UI/UX
Design
A UI/UX Designer’s Dilemma: How Two Button Shapes Change the Way We See Design
Apr 16, 2025

“Mengapa dalam satu layar ada dua jenis tombol dengan radius yang berbeda?”
"Bukankah seharusnya desain sistem itu konsisten?"
"Atau mungkin ada maksud yang lebih dalam di balik keputusan ini?"
Jika kamu pernah membuka sebuah aplikasi dan menyadari bahwa ada dua jenis tombol dengan bentuk yang berbeda, kemungkinan besar kamu sempat merasakan kegelisahan seorang UI/UX designer. Apakah ini keputusan desain yang kurang rapi, atau justru sebuah strategi UX yang sudah matang berdasarkan data dan penelitian?
Aku pun pernah mengalami momen ini. Saat pertama kali melihat kombinasi antara rounded buttons dan pill-shaped buttons dalam satu halaman desain produk Google, aku berpikir, “Ada yang tidak beres di sini. Bukankah desain seharusnya konsisten?” Tapi setelah mengamati tren desain, membaca penelitian UX, dan menggali lebih dalam prinsip Material Design, aku menemukan bahwa keputusan ini bukan sekadar keputusan estetika—melainkan sebuah pendekatan UX yang sangat terukur dan disengaja.
Saat Konsistensi dan Fleksibilitas Saling Berhadapan
Sebagai seorang UI/UX Designer, kita sering diajarkan bahwa konsistensi adalah kunci. Konsistensi dalam UI tidak hanya membantu pengguna memahami alur interaksi, tetapi juga membangun rasa kepercayaan terhadap sebuah sistem.
Namun, terkadang fleksibilitas lebih penting daripada konsistensi. Jika kita hanya berpegang teguh pada aturan tanpa mempertimbangkan konteks pengguna, maka kita berisiko membuat pengalaman yang kaku dan kurang intuitif. Inilah realitas desain modern—kita tidak lagi hanya mengikuti aturan, tetapi mengadaptasikannya agar memberikan pengalaman terbaik bagi pengguna.
Dan di sinilah kombinasi rounded dan pill-shaped buttons mulai masuk akal.

YANG DIKERJAKAN:
1. Dalam artikel tentang bentuk tombol, di halaman desain produk milik siapa kombinasi rounded buttons dan pill-shaped buttons pertama kali terlihat?
2. Teruskan artikel tentang bentuk tombol mulai setelah kalimat terakhirnya.
Daftar di bawah ini tidak diperlukan.

BAGIAN DATA:
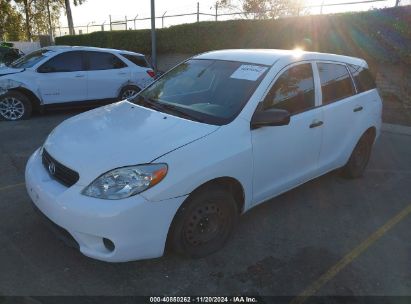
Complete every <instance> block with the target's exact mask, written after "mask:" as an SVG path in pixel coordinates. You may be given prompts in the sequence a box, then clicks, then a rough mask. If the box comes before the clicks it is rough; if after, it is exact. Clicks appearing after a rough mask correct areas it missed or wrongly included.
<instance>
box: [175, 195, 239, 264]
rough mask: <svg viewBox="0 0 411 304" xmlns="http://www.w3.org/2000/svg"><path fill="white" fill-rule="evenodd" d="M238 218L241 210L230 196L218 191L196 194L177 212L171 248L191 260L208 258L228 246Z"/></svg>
mask: <svg viewBox="0 0 411 304" xmlns="http://www.w3.org/2000/svg"><path fill="white" fill-rule="evenodd" d="M238 217H239V212H238V207H237V204H236V202H235V200H234V198H233V196H232V195H231V193H230V192H228V191H225V190H223V189H219V188H217V187H208V188H206V189H203V190H200V191H198V192H194V193H192V194H191V195H190V196H189V197H188V198H187V200H186V201H185V202H184V204H183V205H182V206H181V207H180V209H179V210H178V211H177V214H176V216H175V218H174V220H173V223H172V226H171V230H170V234H169V240H168V241H169V243H168V244H169V245H170V247H171V249H173V250H174V251H175V252H177V253H179V254H182V255H184V256H187V257H190V258H202V257H205V256H208V255H210V254H212V253H214V252H216V251H218V250H219V249H221V248H222V247H223V246H224V245H225V243H226V242H227V240H228V239H229V238H230V236H231V233H232V231H233V229H234V227H235V225H236V223H237V221H238Z"/></svg>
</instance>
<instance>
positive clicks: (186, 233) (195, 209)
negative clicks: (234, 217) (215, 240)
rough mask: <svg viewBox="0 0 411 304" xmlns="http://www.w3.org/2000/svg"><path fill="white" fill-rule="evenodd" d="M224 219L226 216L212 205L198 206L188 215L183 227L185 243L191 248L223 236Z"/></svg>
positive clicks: (219, 208) (223, 229)
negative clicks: (190, 245)
mask: <svg viewBox="0 0 411 304" xmlns="http://www.w3.org/2000/svg"><path fill="white" fill-rule="evenodd" d="M226 217H227V214H224V212H223V210H222V209H220V208H219V207H218V205H216V204H214V203H207V204H205V205H203V206H199V207H198V208H196V209H195V210H193V212H192V213H191V214H190V215H189V217H188V220H187V221H186V223H185V225H184V228H183V233H184V238H185V241H186V242H187V243H188V244H190V245H192V246H199V245H202V244H206V243H207V242H210V241H211V240H213V239H215V238H216V237H218V236H219V234H224V231H225V230H226V226H227V225H226V224H227V221H226Z"/></svg>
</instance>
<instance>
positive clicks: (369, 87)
mask: <svg viewBox="0 0 411 304" xmlns="http://www.w3.org/2000/svg"><path fill="white" fill-rule="evenodd" d="M348 68H349V69H350V72H351V75H352V77H353V78H354V81H355V85H356V87H357V91H358V93H361V92H366V91H369V90H372V89H375V88H376V85H375V81H374V77H373V76H372V75H371V73H370V71H369V70H368V69H367V68H364V67H361V66H358V65H353V64H349V65H348Z"/></svg>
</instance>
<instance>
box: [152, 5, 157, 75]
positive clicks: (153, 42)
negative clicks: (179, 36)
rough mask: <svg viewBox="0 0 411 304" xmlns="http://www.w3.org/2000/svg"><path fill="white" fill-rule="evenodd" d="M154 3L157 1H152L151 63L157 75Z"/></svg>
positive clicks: (155, 19) (155, 25) (156, 48)
mask: <svg viewBox="0 0 411 304" xmlns="http://www.w3.org/2000/svg"><path fill="white" fill-rule="evenodd" d="M154 2H155V0H151V62H152V64H153V68H154V73H155V74H157V43H156V11H155V7H154Z"/></svg>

KUMPULAN JAWABAN:
1. Di halaman desain produk Google.

2.
Mengapa Ada Dua Jenis Tombol dalam Satu Halaman?
Setelah melakukan analisis desain Google dan membaca beberapa studi UX, ternyata ada tiga alasan utama mengapa kombinasi bentuk tombol ini justru meningkatkan pengalaman pengguna.
1️⃣ Hierarki Visual: Mengajarkan Pengguna Tanpa Kata-Kata
Penelitian dari Nielsen Norman Group menunjukkan bahwa pengguna lebih mudah memahami antarmuka jika hierarki aksi terlihat jelas secara visual.
Tombol pill-shaped biasanya digunakan untuk aksi utama yang ingin segera dilakukan pengguna—misalnya "Post" dalam aplikasi sosial atau "Buy Now" dalam e-commerce.
Tombol rounded digunakan untuk aksi sekunder atau tambahan, seperti "Cancel" atau "Learn More".
Saat kita mulai memikirkan UI tidak hanya sebagai "keindahan visual" tetapi sebagai "bahasa interaksi", kita menyadari bahwa bentuk tombol bukan sekadar masalah estetika—tetapi sebuah cara untuk berkomunikasi dengan pengguna tanpa perlu instruksi tertulis.
2️⃣ Optimasi untuk Perangkat Berbeda
Dalam penelitian UX oleh Google, ditemukan bahwa desain responsif dan ergonomis sangat menentukan kenyamanan pengguna di berbagai perangkat.
Tombol berbentuk pil lebih optimal untuk perangkat mobile, karena lebih mudah ditekan dengan jari dan lebih nyaman saat navigasi berbasis gestur.
Tombol rounded lebih fleksibel di desktop, di mana pengguna lebih sering menggunakan mouse dan keyboard untuk berinteraksi.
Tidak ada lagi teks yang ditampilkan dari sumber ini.